Privacy impact assessments for AI systems: practical considerations

Privacy impact assessments are an established discipline. Mature programs have templates, methodologies, and review processes that have been refined over many years. The templates typically cover the categories of personal data processed, the lawful basis for processing, the controls in place, the cross-border transfer mechanisms, the data subject rights provisions, and the retention and deletion arrangements. These templates serve well for many forms of data processing.

AI systems introduce processing patterns that traditional templates address incompletely. The standard categories continue to apply, but the specific questions within each category require adjustment to capture the dimensions of AI processing that do not arise in traditional systems. This article outlines the additional considerations that warrant attention when privacy impact assessments are conducted for AI systems.

Mapping the processing paths

Traditional data processing has a relatively simple structure. Data enters the system, is processed according to defined logic, and produces an output that may be stored, transmitted, or discarded. AI systems often involve multiple processing paths that warrant separate analysis.

The processing paths in an AI system typically include personal data passing through the system as inputs to the AI model, personal data appearing in outputs the system generates, personal data included in training, fine-tuning, or evaluation datasets, personal data retrieved from indexed sources during system operation, personal data captured in logs of the system's activity, and personal data included in the context provided to AI agents during their operation.

An effective assessment maps each of these paths separately and analyzes the privacy implications of each. The standard template may treat all of these as a single processing activity. The more granular treatment surfaces considerations that the consolidated treatment can obscure.

TASK GOAL: In the article on privacy impact assessments for AI systems, how may the standard template treat all of an AI system's processing paths?

INFORMATION SHOWN:
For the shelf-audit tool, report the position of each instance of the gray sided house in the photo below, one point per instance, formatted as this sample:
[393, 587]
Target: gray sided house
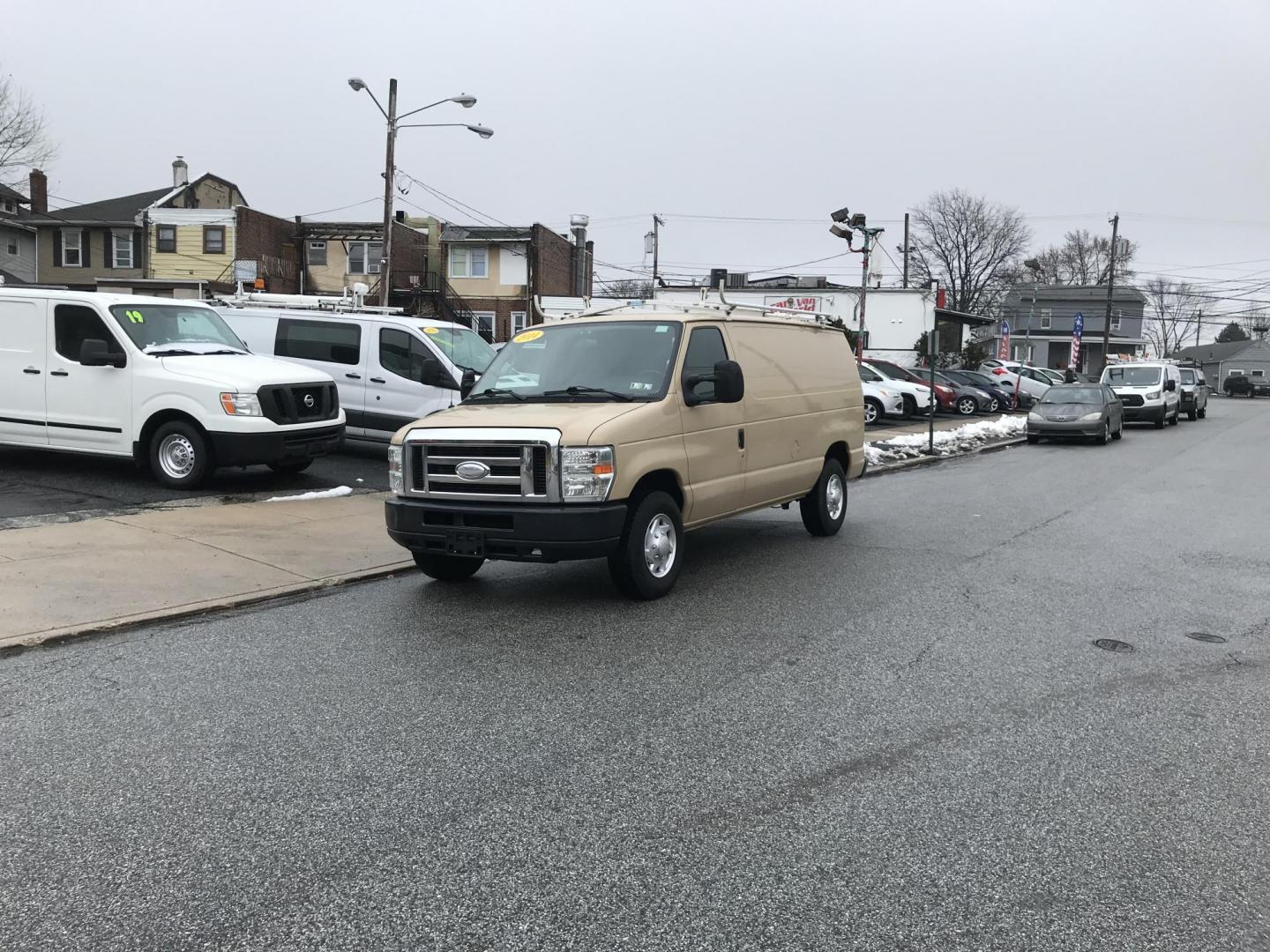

EXERCISE SOLUTION: It may treat them all as a single processing activity.